Aqua Phoenix
     >>  Research >>  Matlab  

Title: Collection of Matlab resources

1. Audio Processing

  mfcc.m   Computes Mel Frequency Cepstral Coefficients (from Toolbox by Malcolm Slaney)

  extractMFCC.m   Extracts all MFCC vectors for a given audio file (not yet commented)

EXTRACTMFCC: Extract Mel Frequency Cepstral Coefficients from a file
  or an audio vector. This function extracts MFCCs using mfcc.m by
  reading frames of audio data from the file or audio vector.
  Several constants are declared and can be changed:
      windowSize = 256 (audio samples per frame resulting in one MFCC
      feature vector)
      rangeRead = 4000 * windowSize (amount of audio samples read from
      file at one time)

  CEPS = EXTRACTMFCC(audiofile) for a wave audio file

  CEPS = EXTRACTMFCC(audioVector, samplingFrequency) for an audio vector
  If samplingFrequency is not passed, a warning is printed and a default
  frequency of 48kHz is used.

  speakerchange.m   Applies BIC to determine speaker changes in an audio file. Requires audio file (wave) as input. Depends on mfcc.m. Returns table of segmented speakers.

SPEAKERCHANGE: Compute speaker changes in an audio file based on BIC

  T = SPEAKERCHANGE(audiofile) for a wave audio file returns a table of
  speaker changes where rows are segmented speakers and columns are:
      1: begin of segment in wave samples
      2: end of segment in wave samples
      3: begin of segment in MFCC CEPS index
      4: begin of segment in MFCC CEPS index

  [T, C] = SPEAKERCHANGE(audiofile) returns segment table T, as well as
  extracted cepstral coefficients in matrix C with rows(C) as MFCC
  coefficient dimension and columns(C) as feature vectors over time.

## Stated problem 1
Name every Matlab file ending in ".m" that the Matlab resources page mentions, each only once.
The Matlab resources page and the listing come from separate, unrelated sources.

## Stored items
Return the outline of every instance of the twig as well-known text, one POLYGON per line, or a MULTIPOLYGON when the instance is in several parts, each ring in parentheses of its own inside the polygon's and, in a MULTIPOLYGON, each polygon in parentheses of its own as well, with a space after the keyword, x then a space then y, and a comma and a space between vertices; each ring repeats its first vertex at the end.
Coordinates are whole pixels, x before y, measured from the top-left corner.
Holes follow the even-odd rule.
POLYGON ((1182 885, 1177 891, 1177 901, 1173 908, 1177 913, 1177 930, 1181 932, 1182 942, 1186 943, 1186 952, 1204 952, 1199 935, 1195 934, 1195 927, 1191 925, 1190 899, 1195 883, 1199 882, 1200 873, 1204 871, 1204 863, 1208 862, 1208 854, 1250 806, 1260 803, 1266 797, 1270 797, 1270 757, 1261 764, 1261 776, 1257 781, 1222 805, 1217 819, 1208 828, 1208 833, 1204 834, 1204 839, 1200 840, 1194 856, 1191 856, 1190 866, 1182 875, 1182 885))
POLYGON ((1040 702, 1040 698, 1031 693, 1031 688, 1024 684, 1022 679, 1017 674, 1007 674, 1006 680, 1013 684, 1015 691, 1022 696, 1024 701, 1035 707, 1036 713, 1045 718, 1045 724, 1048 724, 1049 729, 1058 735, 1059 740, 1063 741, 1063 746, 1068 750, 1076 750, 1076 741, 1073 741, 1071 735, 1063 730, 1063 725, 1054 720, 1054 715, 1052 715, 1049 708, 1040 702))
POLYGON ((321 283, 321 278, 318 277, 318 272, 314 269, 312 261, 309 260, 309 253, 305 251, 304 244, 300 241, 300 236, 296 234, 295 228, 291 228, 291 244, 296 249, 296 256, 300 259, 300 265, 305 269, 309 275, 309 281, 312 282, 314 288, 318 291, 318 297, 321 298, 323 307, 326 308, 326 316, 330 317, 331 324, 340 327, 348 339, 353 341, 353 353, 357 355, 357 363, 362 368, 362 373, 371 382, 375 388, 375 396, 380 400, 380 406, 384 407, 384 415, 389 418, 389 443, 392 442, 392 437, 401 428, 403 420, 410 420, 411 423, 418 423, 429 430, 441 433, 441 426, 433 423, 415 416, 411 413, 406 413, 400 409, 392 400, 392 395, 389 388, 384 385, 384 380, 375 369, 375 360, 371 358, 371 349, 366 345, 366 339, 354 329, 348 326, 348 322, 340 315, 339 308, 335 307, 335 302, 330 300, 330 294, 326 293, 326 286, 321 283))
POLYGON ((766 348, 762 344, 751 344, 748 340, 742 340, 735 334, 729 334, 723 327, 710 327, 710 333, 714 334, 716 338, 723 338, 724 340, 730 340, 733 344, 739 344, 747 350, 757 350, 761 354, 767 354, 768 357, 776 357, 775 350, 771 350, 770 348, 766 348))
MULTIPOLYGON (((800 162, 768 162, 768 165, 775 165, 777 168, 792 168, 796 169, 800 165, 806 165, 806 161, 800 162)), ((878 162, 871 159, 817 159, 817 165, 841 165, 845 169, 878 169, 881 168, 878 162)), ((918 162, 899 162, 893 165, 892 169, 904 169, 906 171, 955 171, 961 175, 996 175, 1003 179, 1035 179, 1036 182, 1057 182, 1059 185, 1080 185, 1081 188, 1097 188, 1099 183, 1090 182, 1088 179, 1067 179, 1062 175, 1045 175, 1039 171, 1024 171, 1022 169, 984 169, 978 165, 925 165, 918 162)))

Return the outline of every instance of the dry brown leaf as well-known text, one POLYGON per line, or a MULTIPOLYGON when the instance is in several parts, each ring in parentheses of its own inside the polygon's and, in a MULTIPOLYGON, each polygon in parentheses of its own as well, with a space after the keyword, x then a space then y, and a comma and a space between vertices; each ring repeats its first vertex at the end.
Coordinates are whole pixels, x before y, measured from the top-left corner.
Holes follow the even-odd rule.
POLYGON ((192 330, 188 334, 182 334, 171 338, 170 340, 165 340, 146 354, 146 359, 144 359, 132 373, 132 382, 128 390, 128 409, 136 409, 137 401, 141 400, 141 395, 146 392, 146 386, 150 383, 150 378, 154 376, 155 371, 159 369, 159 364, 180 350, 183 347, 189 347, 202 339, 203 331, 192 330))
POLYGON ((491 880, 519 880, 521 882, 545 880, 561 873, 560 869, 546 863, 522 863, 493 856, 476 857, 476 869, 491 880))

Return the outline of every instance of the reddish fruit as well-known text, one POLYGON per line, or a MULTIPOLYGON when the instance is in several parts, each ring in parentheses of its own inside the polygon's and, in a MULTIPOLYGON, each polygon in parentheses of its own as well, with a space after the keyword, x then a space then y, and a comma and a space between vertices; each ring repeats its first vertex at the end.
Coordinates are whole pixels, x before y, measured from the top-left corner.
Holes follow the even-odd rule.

## Stated problem 2
Return each line of the listing that contains the string "parentheses", treating uppercase and lowercase as different.

## Full output 1
mfcc.m, extractMFCC.m, speakerchange.m

## Full output 2
Return the outline of every instance of the twig as well-known text, one POLYGON per line, or a MULTIPOLYGON when the instance is in several parts, each ring in parentheses of its own inside the polygon's and, in a MULTIPOLYGON, each polygon in parentheses of its own as well, with a space after the keyword, x then a space then y, and a comma and a space between vertices; each ring repeats its first vertex at the end.
Return the outline of every instance of the dry brown leaf as well-known text, one POLYGON per line, or a MULTIPOLYGON when the instance is in several parts, each ring in parentheses of its own inside the polygon's and, in a MULTIPOLYGON, each polygon in parentheses of its own as well, with a space after the keyword, x then a space then y, and a comma and a space between vertices; each ring repeats its first vertex at the end.
Return the outline of every instance of the reddish fruit as well-known text, one POLYGON per line, or a MULTIPOLYGON when the instance is in several parts, each ring in parentheses of its own inside the polygon's and, in a MULTIPOLYGON, each polygon in parentheses of its own as well, with a space after the keyword, x then a space then y, and a comma and a space between vertices; each ring repeats its first vertex at the end.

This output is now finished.